Task description:
Print the part of the kidney reabsorption text between "The fluid filtered" and "excreted as urine.", inclusive, with no changes.

Selected extract:
::::::::::

Filtrate

The fluid filtered from blood, called filtrate, passes through the nephron, much of the filtrate and its contents are reabsorbed into the body. Reabsorption is a finely tuned process that is altered to maintain homeostasis of blood volume, blood pressure, plasma osmolarity, and blood pH. Reabsorbed fluids, ions, and molecules are returned to the bloodstream through the peri-tubular capillaries, and are not excreted as urine.

Mechanisms of Reabsorption

Reabsorption in the nephron may be either a passive or active process, and the specific permeability of the each part of the nephron varies considerably in terms of the amount and type of substance reabsorbed. The mechanisms of reabsorption into the peri-tubular capillaries include:

• Passive diffusion—passing through plasma membranes of the kidney epithelial cells by concentration gradients.
• Active transport—membrane-bound ATPase pumps (such as NA⁺/K⁺ ATPase pumps) with carrier proteins that carry substances across the plasma membranes of the kidney epithelial cells by consuming ATP.
• Cotransport—this process is particularly important for the reabsorption of water. Water can follow other molecules that are actively transported, particularly glucose and sodium ions in the nephron.

These processes involve the substance passing though the luminal barrier and the basolateral membrane, two plasma membranes of the kidney epithelial cells, and into the peri-tubular capillaries on the other side. Some substances can also pass through tiny spaces in between the renal epithelial cells, called tight junctions.

Tubular secretion

Diagram showing the basic physiologic mechanisms of the kidney and the three steps involved in urine formation. amely filtration, reabsorption, secretion, and excretion.

This is a diagram that shows the basic physiologic mechanisms of the kidney and the three steps involved in urine formation, namely filtration, reabsorption, secretion, and excretion.

Osmolarity Changes

As filtrate passes through the nephron, its osmolarity (ion concentration) changes as ions and water are reabsorbed. The filtrate entering the proximal convoluted tubule is 300 mOsm/L, which is the same osmolarity as normal plasma osmolarity. 

In the proximal convoluted tubules, all the glucose in the filtrate is reabsorbed, along with an equal concentration of ions and water (through cotransport), so that the filtrate is still 300 mOsm/L as it leaves the tubule. The filtrate osmolarity drops to 1200 mOsm/L as water leaves through the descending loop of Henle, which is impermeable to ions. In the ascending loop of Henle, which is permeable to ions but not water, osmolarity falls to 100–200 mOsm/L. 

Finally, in the distal convoluted tubule and collecting duct, a variable amount of ions and water are reabsorbed depending on hormonal stimulus. The final osmolarity of urine is therefore dependent on whether or not the final collecting tubules and ducts are permeable to water or not, which is regulated by homeostasis.

Reabsorption throughout the nephron

A diagram of the nephron that shows the mechanisms of reabsorption.

A diagram of the nephron that shows, from left to right: filtration in the renal corpuscle, vital reabsorption and secretion in the proximal convoluted tubule, solution concentration in the loop of Henle, and optional reabsorption and secretion in the distal convoluted tubule and the collecting duct.

::::::::::

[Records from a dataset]

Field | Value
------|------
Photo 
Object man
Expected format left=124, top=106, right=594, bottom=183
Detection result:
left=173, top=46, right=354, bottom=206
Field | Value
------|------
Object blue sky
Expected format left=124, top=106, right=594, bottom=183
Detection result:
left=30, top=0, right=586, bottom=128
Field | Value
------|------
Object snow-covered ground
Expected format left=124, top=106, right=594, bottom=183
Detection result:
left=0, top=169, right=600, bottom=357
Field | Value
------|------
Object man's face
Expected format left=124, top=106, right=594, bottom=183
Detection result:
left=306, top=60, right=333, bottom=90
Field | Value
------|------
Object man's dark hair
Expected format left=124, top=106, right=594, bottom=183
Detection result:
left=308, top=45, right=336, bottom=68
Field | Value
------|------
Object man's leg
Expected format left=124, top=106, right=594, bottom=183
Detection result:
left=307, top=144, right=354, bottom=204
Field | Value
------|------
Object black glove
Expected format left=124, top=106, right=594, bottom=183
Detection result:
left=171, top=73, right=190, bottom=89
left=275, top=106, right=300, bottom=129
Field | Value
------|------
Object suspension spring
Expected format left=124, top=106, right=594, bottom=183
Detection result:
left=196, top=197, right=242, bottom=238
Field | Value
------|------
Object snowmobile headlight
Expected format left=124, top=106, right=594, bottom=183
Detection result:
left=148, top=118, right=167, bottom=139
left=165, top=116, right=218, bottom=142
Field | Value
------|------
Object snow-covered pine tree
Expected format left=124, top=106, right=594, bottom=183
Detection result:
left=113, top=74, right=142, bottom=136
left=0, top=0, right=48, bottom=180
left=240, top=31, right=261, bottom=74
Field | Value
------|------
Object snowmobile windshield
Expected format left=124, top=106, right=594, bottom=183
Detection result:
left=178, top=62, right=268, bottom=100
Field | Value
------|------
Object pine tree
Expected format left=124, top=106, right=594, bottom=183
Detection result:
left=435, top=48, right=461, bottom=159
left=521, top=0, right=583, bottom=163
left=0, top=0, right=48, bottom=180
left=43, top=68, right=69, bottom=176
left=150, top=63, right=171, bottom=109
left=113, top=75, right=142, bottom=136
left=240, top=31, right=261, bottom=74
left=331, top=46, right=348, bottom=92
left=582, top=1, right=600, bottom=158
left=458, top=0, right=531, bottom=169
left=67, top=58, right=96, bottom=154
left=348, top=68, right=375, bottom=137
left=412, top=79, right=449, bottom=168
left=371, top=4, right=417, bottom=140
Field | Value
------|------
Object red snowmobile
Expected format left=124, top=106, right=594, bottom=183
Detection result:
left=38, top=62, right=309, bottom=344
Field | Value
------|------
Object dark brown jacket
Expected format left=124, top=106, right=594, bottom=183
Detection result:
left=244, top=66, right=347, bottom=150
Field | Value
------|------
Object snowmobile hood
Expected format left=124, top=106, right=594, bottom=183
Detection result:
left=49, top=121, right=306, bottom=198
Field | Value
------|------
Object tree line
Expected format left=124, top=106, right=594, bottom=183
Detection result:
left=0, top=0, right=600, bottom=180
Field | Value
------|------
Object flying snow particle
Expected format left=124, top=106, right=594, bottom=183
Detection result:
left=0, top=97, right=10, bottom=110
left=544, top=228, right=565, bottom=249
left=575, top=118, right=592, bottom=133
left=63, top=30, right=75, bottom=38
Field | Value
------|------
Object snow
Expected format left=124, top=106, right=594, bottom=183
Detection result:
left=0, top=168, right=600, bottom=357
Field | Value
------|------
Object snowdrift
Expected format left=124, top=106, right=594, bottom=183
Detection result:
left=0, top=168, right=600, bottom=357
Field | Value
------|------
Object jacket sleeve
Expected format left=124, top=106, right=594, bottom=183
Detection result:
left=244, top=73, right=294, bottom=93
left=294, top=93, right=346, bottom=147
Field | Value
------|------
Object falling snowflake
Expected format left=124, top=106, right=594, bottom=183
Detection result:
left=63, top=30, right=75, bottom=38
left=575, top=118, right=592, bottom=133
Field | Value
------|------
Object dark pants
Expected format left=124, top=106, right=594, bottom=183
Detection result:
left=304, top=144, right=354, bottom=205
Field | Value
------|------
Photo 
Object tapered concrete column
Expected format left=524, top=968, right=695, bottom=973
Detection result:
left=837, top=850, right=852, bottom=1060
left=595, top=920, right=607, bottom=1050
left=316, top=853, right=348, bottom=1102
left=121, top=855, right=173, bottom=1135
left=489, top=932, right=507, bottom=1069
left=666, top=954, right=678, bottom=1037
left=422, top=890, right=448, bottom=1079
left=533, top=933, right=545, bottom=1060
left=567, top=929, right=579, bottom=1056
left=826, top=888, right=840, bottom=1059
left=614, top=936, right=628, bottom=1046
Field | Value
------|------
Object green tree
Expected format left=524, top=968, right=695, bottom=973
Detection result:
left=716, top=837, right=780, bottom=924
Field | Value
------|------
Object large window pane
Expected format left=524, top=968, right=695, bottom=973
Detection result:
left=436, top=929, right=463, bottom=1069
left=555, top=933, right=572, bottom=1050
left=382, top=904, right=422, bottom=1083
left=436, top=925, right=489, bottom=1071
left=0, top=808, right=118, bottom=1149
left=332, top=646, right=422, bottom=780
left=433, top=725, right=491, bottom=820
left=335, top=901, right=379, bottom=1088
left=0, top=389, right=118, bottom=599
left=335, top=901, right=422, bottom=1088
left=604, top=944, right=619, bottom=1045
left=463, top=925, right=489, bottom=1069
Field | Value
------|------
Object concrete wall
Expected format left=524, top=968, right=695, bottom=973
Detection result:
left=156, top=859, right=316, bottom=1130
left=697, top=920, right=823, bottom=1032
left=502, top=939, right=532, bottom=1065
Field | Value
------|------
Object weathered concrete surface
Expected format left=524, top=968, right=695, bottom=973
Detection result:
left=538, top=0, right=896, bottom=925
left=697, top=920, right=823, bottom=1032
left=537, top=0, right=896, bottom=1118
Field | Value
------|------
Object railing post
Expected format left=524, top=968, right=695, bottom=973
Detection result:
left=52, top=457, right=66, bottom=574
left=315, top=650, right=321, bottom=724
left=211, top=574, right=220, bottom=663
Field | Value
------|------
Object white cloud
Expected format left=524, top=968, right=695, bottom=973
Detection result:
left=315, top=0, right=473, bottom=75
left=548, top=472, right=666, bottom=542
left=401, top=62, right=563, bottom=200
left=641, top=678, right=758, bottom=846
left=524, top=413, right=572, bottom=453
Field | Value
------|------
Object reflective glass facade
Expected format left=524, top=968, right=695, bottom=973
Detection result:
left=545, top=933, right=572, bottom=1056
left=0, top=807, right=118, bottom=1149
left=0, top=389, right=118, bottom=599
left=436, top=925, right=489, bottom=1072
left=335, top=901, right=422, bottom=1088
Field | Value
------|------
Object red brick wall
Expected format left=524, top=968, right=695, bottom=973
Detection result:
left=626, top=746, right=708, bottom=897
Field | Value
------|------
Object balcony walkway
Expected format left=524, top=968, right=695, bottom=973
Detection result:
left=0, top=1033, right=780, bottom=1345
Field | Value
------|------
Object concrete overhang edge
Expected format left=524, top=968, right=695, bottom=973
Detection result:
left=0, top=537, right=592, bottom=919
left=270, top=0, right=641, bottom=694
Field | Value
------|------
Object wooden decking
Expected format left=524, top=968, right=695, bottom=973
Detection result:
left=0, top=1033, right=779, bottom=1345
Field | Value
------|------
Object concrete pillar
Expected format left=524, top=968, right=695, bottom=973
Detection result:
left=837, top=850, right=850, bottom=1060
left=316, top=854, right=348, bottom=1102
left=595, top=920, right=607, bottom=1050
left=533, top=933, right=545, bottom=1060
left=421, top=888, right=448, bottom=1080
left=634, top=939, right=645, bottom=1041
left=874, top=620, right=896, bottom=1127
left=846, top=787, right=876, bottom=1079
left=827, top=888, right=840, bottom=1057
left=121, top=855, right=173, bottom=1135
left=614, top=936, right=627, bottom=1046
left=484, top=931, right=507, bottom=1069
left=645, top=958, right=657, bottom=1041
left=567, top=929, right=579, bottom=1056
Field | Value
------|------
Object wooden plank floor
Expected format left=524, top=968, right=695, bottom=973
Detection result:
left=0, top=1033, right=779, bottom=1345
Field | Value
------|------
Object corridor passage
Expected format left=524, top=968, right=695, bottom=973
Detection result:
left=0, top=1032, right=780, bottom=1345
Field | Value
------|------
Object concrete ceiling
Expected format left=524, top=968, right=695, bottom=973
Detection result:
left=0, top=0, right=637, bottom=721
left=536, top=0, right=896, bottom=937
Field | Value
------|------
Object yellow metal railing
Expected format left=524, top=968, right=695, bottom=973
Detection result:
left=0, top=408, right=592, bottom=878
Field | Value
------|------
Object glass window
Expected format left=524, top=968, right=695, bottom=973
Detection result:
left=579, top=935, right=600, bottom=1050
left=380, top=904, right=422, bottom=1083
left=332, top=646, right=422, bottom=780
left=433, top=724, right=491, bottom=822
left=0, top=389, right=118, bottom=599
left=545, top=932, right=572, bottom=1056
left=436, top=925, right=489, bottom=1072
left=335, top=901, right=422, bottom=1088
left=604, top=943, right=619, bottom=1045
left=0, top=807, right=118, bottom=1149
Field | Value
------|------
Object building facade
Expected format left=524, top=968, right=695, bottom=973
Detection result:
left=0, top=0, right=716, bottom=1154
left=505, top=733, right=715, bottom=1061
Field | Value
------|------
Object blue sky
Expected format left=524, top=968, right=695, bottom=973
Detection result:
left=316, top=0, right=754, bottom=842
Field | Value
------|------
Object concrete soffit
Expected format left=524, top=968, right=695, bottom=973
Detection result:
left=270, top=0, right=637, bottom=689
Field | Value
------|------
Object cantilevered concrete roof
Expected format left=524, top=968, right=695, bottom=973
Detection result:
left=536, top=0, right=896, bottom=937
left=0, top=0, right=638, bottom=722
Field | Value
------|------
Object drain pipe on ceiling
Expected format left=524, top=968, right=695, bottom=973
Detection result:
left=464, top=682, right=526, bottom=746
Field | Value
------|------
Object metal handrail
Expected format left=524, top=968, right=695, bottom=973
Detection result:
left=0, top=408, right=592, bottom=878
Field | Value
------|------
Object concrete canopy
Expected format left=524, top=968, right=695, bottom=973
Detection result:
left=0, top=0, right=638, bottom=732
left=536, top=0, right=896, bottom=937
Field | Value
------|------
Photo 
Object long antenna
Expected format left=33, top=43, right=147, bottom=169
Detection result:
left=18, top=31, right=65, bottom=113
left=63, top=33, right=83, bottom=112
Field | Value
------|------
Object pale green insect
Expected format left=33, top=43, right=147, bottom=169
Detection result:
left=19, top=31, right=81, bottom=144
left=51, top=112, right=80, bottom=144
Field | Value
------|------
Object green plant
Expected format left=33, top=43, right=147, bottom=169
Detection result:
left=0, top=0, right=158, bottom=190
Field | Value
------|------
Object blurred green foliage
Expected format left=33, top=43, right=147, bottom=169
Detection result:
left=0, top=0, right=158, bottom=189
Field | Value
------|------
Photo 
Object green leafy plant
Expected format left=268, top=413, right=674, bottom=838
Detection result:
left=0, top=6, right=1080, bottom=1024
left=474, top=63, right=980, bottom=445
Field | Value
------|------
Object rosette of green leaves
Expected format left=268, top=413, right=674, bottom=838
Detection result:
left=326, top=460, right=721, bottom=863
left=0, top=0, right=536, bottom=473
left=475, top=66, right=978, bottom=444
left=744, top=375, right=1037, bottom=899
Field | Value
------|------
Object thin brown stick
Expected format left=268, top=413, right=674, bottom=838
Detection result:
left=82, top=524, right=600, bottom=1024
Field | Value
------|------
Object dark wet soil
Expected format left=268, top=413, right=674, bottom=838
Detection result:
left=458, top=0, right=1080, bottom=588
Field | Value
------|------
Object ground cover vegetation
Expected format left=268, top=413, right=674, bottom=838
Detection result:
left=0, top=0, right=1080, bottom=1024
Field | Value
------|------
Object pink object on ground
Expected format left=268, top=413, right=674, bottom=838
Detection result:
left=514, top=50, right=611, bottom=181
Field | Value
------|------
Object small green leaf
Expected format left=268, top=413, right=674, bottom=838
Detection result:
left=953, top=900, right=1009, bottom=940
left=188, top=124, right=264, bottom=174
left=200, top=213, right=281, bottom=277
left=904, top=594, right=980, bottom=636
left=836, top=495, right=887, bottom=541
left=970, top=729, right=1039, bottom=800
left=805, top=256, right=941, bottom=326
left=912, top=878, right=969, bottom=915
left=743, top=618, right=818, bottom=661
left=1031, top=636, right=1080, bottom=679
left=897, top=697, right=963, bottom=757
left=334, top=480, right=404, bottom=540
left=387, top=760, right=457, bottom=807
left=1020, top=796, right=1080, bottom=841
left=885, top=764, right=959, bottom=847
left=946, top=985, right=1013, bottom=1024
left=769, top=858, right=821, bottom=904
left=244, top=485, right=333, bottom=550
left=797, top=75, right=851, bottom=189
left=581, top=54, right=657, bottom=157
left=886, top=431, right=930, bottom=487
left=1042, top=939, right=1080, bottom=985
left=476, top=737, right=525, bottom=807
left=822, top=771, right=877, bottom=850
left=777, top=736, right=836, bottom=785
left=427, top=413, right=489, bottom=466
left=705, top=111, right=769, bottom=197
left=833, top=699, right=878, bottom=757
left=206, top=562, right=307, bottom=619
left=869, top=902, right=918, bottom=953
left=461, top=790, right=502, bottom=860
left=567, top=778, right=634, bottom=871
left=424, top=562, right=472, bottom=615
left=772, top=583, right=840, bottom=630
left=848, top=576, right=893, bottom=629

::::::::::

Result of the task:
The fluid filtered from blood, called filtrate, passes through the nephron, much of the filtrate and its contents are reabsorbed into the body. Reabsorption is a finely tuned process that is altered to maintain homeostasis of blood volume, blood pressure, plasma osmolarity, and blood pH. Reabsorbed fluids, ions, and molecules are returned to the bloodstream through the peri-tubular capillaries, and are not excreted as urine.